+++ Dataset records
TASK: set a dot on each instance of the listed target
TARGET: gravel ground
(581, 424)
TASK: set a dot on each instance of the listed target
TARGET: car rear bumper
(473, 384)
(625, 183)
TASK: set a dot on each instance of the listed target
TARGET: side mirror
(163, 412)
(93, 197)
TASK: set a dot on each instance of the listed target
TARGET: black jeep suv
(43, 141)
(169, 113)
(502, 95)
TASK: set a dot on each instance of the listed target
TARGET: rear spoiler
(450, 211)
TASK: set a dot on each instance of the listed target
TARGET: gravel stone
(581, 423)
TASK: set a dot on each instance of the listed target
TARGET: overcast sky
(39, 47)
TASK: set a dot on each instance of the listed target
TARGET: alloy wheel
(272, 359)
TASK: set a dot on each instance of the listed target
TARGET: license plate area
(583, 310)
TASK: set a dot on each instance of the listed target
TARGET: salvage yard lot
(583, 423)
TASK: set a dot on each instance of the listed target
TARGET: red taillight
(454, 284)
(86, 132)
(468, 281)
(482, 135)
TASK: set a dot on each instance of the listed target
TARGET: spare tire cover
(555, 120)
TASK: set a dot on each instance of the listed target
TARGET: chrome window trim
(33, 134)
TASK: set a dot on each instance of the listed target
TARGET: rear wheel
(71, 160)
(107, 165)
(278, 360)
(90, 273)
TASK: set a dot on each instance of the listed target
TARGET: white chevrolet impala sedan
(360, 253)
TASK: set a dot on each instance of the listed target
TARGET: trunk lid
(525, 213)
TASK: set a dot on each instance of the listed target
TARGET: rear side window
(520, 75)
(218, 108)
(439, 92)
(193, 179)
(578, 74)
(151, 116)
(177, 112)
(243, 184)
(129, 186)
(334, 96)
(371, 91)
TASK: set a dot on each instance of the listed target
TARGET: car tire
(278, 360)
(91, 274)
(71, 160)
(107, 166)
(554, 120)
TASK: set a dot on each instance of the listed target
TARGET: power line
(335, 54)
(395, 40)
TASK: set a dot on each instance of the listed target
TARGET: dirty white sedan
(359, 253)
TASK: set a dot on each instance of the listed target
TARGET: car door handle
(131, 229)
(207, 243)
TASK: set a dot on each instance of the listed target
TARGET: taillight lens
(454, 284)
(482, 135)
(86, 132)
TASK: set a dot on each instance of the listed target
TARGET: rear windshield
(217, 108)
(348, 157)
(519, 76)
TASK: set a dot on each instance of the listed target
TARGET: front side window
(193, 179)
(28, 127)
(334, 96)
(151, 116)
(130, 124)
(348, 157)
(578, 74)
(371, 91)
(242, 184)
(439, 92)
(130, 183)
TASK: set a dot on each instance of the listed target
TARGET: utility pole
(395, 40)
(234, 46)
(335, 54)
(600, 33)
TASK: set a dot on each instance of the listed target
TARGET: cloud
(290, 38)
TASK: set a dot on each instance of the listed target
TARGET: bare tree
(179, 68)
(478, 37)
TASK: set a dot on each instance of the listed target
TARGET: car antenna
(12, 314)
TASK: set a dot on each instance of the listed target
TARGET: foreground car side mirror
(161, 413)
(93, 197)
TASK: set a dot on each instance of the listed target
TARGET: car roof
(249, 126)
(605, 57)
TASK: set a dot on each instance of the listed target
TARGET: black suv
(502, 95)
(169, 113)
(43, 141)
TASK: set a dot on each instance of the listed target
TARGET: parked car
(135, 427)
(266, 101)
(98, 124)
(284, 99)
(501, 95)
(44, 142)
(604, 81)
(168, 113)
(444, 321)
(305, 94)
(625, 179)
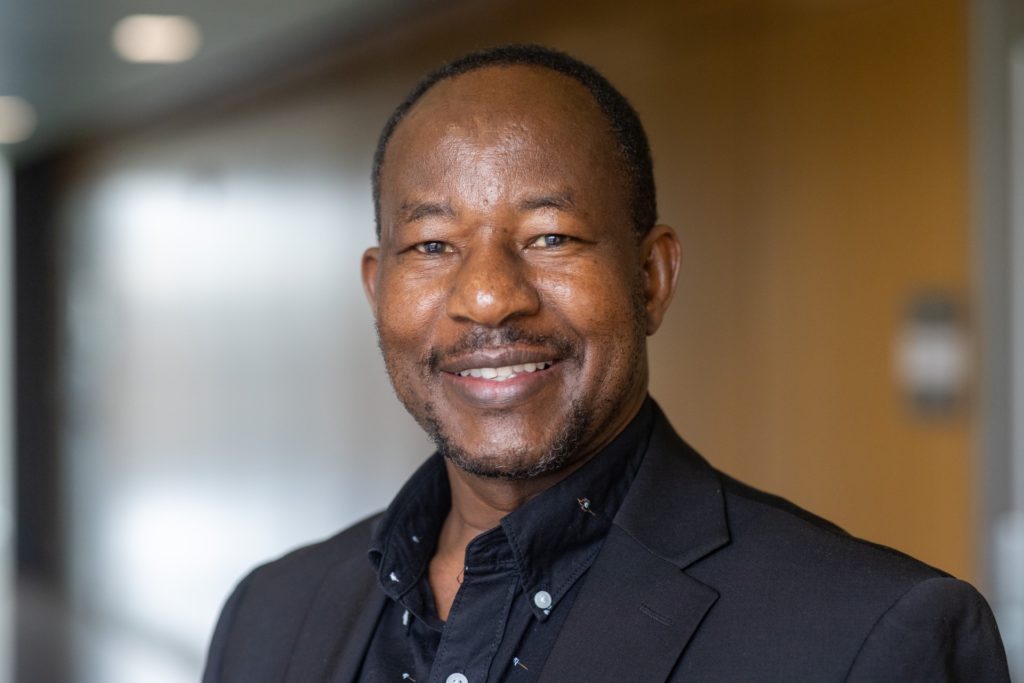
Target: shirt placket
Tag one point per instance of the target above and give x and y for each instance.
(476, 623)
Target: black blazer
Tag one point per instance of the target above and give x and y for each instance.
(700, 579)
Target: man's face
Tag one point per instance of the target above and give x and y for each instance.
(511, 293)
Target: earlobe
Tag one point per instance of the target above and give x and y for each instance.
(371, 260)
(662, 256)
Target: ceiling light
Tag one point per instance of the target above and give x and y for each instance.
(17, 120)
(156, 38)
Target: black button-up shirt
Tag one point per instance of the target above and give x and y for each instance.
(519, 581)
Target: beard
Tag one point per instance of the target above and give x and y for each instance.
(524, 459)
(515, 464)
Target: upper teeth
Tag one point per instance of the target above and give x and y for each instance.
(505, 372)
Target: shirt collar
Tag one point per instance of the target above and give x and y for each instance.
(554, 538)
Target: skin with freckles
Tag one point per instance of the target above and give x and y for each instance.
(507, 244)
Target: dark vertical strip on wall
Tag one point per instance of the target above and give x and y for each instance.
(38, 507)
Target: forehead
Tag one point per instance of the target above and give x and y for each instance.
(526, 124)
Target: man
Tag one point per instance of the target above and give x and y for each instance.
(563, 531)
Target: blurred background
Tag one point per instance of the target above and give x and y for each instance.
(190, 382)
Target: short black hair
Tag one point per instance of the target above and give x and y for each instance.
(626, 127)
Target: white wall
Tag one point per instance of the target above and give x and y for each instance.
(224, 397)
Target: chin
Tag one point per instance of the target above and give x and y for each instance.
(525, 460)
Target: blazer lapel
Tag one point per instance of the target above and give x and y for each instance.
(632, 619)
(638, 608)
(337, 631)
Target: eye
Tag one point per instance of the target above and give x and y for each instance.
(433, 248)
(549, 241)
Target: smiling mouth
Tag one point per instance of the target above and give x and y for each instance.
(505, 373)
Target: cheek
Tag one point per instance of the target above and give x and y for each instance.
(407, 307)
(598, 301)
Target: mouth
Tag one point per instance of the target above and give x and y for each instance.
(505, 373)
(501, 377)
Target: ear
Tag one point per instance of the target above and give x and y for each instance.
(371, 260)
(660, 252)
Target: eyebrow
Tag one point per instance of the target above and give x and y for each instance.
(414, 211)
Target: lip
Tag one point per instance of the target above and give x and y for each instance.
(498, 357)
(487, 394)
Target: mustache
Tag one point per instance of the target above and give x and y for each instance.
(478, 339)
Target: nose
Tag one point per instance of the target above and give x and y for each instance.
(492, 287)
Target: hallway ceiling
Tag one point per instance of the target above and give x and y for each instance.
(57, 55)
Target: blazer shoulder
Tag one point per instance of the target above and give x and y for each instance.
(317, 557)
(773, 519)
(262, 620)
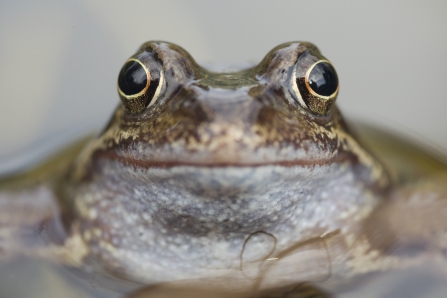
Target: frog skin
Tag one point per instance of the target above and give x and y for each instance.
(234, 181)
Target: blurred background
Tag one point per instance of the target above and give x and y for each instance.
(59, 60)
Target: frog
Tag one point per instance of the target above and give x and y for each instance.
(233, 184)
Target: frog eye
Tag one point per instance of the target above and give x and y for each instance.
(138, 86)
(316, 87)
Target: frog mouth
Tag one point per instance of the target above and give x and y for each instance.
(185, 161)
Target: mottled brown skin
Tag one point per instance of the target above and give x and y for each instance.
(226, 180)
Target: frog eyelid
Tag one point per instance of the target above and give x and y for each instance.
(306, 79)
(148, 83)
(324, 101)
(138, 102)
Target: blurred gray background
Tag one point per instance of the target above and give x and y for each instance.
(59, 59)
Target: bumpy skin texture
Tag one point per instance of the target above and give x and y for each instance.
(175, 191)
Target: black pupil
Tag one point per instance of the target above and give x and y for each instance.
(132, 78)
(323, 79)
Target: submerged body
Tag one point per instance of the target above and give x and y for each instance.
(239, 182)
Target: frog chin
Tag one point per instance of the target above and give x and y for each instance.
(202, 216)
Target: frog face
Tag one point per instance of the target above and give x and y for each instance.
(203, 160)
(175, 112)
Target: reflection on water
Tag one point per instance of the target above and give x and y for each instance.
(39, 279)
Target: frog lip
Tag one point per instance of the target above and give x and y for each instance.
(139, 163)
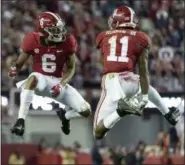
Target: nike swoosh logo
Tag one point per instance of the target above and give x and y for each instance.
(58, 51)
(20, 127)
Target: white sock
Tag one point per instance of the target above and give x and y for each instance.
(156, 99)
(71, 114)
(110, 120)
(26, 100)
++++++
# Your task
Reproduce every line above as written, skipping pictures.

# Exercise answer
TASK: set a dot on each instance of the listed target
TARGET: gravel ground
(581, 424)
TASK: set a dot on each instance of the listed target
TARGET: car rear bumper
(473, 384)
(625, 183)
TASK: set a dot on each instance of the listed target
TARGET: side mirror
(163, 412)
(93, 197)
TASK: set a dot on each instance of the listed target
TARGET: black jeep suv
(43, 141)
(169, 113)
(502, 95)
TASK: set a dot on each instance of the listed target
TARGET: rear spoiler
(450, 211)
TASK: set a dot on each instance of the listed target
TARGET: gravel stone
(581, 423)
TASK: set a dot on each instance of the listed target
TARGET: overcast sky
(39, 47)
TASK: set a dot on each instance of the listed target
TARGET: alloy wheel
(272, 359)
TASK: set a dot on each instance of the listed target
TARGET: license plate area
(583, 310)
TASK: set a dot on each instance of the listed target
TARGET: salvage yard lot
(583, 423)
TASK: set a dot on each instance of the listed target
TARGET: red taillight
(454, 284)
(86, 132)
(468, 281)
(482, 135)
TASK: set a dot on each instance of the listed target
TARGET: spare tire cover
(555, 120)
TASK: set a dot on each instance of the listed target
TARGET: chrome window trim
(33, 134)
TASK: set a dot on each instance of the listed target
TARGET: rear wheel
(71, 160)
(107, 165)
(278, 360)
(90, 273)
TASK: set a dot on each instance of the listed target
TARGET: white chevrolet impala sedan
(360, 253)
TASK: set a dot on each instance of the listed target
TARGET: trunk lid
(525, 213)
TASK: set a dot on each instance of the listed target
TARGET: rear side window
(520, 75)
(218, 108)
(439, 92)
(193, 179)
(578, 74)
(151, 116)
(177, 112)
(243, 184)
(129, 186)
(334, 96)
(371, 91)
TASK: set a dot on each instance of the listed target
TARGET: car tire
(278, 360)
(91, 274)
(71, 160)
(107, 166)
(554, 120)
TASK: set a dot on each instance of the listed target
TARGET: power line
(335, 54)
(395, 40)
TASK: set a dot on each instance of the listed target
TARGET: dirty white sedan
(359, 253)
TASK: set a dot on each instance of the listed target
TARGET: car door handle
(131, 229)
(207, 243)
TASK: set a dot on each instance of the listed target
TARGET: taillight lens
(454, 284)
(482, 135)
(86, 132)
TASK: set a dot on each instance of the listed target
TARGET: rear windshield
(217, 108)
(348, 157)
(519, 76)
TASK: set a dot on each instance of the listed target
TARGET: front side window
(193, 179)
(28, 127)
(334, 96)
(151, 116)
(130, 124)
(348, 157)
(578, 74)
(371, 91)
(242, 184)
(439, 92)
(130, 183)
TASK: set a dot on each instance of the listed target
TARGET: utility pole
(395, 40)
(234, 46)
(335, 54)
(600, 33)
TASK: set a dot on each instance of the listed target
TARGET: cloud
(290, 38)
TASK: set a dot on each instance of the listed target
TARGET: bare tree
(179, 68)
(478, 37)
TASK: set a dot on each instance of the listed target
TARGET: car antenna
(12, 314)
TASK: set a dot on each instance of the listed target
TARGET: foreground car side mirror
(161, 413)
(93, 197)
TASK: set a dot on each instance of the listed target
TARGET: car roof
(249, 126)
(605, 57)
TASK: set a dot on each instance of the listed target
TARGET: black suv
(502, 95)
(169, 113)
(43, 141)
TASK: set a dot on each instance of the listed target
TARGET: parked car
(135, 427)
(266, 101)
(98, 124)
(284, 99)
(501, 95)
(44, 142)
(604, 81)
(168, 113)
(444, 321)
(305, 94)
(625, 179)
Target: shirt placket
Tag one point per instance of the target above and give x and y for each instance.
(476, 623)
Target: black blazer
Tag one point per instance of the target above and give x and y for each instance.
(700, 579)
Target: man's face
Tag one point per instance of the target above and give x and y for each instance.
(511, 293)
Target: earlobe
Tag one point per instance of the target above and give x and y for each instance.
(371, 260)
(662, 256)
Target: ceiling light
Tag one point per instance of the target above and give x and y for each instance.
(17, 120)
(156, 38)
Target: black button-up shirt
Tag one point per instance of the target above and give x and y for each instance.
(519, 581)
Target: beard
Tag one point per instance of the target above and give x and y for each instance.
(524, 459)
(515, 464)
Target: upper teeth
Tag one point per instance of the target above and give x and y for each instance.
(505, 372)
Target: shirt collar
Tag one point per instance of the target above and give x and y for each instance.
(554, 538)
Target: skin with freckles
Tag one point per instance of the target above and give x and y for each instance.
(507, 244)
Target: dark vertical strip on wall
Tag one point per instance of the target above and give x and y for each instance.
(38, 507)
Target: forehead
Tag one point per instance of the target above and give x and y for each instance.
(526, 124)
Target: man
Tag one point per instance of the target above and give x and y for each instance.
(563, 531)
Target: blurred background
Tag one point per instance of the target above and give x and y for each instance.
(190, 382)
Target: short black hair
Tag one point per instance of the target above and give x and y for each instance.
(626, 127)
Target: white wall
Tag one point per instance of the target above and give x and y for each instance.
(224, 397)
Target: chin
Tag one point per instance of the target above and give x and y for each instance.
(525, 460)
Target: blazer lapel
Tag one point per instance of the target above and give x and y for each instance.
(632, 619)
(638, 608)
(337, 631)
Target: eye
Tag one point per instance of the target above and give x and y for each instance.
(433, 248)
(549, 241)
Target: smiling mouth
Tag one point per instance of the target above and give x and y for each instance.
(505, 373)
Target: cheek
Tag one point per instance of the target above and give x and y for each instance.
(407, 307)
(598, 301)
Target: mouth
Tag one point per instance of the target above and give x and y for each instance.
(505, 373)
(501, 377)
Target: ear
Tag one point per instance of the target above and give x and y for each instance.
(371, 260)
(660, 252)
Target: eyebrow
Tag one point per instance of the target above and give x and y for each instance.
(414, 211)
Target: lip
Tag one point per instance of the target above and give x and y for each instance.
(498, 357)
(487, 394)
Target: mustache
Tag one point per instance of the target above and give x and y for each instance.
(478, 339)
Target: nose
Tag one point per instance of the target above and give x and y for each instance.
(492, 287)
Target: hallway ceiling
Tag one point per instance of the target above and give x and y for each instance.
(57, 55)
Target: blazer shoulder
Tag one point per instance of the target above and give x and y for each instance.
(317, 557)
(773, 519)
(262, 620)
Target: frog skin
Tag one point per instance of the target above and give x and y for each instance.
(234, 181)
Target: blurred background
Tag one point per instance of the target above and give x and y for each instance.
(59, 60)
Target: frog
Tag one point per instance of the target above and give x and y for each instance.
(233, 184)
Target: frog eye
Tag one point per instance of the target above and give x and y for each instance.
(138, 86)
(316, 87)
Target: frog mouth
Tag one point per instance of the target above and give x and y for each instance.
(185, 161)
Target: mottled brown skin
Tag one point per instance of the target above and give x and y for each instance.
(226, 180)
Target: frog eyelid
Tag one point per instance of the target above and give x and y for each instance.
(306, 79)
(148, 83)
(324, 101)
(138, 102)
Target: blurred gray background
Tag one point per instance of the target above and give x and y for each instance.
(59, 59)
Target: bumpy skin texture
Tag one point per instance of the target above and give x and y for each instance.
(175, 191)
Target: black pupil
Tag one point per instance of the target above and give x and y for each instance.
(132, 78)
(323, 79)
Target: submerged body
Tag one point per instance of the target above and give x and y for each instance.
(239, 182)
Target: frog chin
Tag one point per instance of the target above and give x and y for each instance.
(202, 216)
Target: frog face
Tag one point per instance of the target above and give x and y for each instance.
(203, 160)
(175, 112)
Target: reflection on water
Tag one point per instance of the target above and give x and y for each instance.
(39, 279)
Target: frog lip
Tag one point per instance of the target above and give x and y for each instance.
(139, 163)
Target: nike swoosh logo
Tag one point per instance of the target above and give x and y for each instance.
(58, 51)
(20, 127)
Target: white sock
Tag one point per instance of the target above and give x and y for each instance.
(156, 99)
(71, 114)
(110, 120)
(26, 100)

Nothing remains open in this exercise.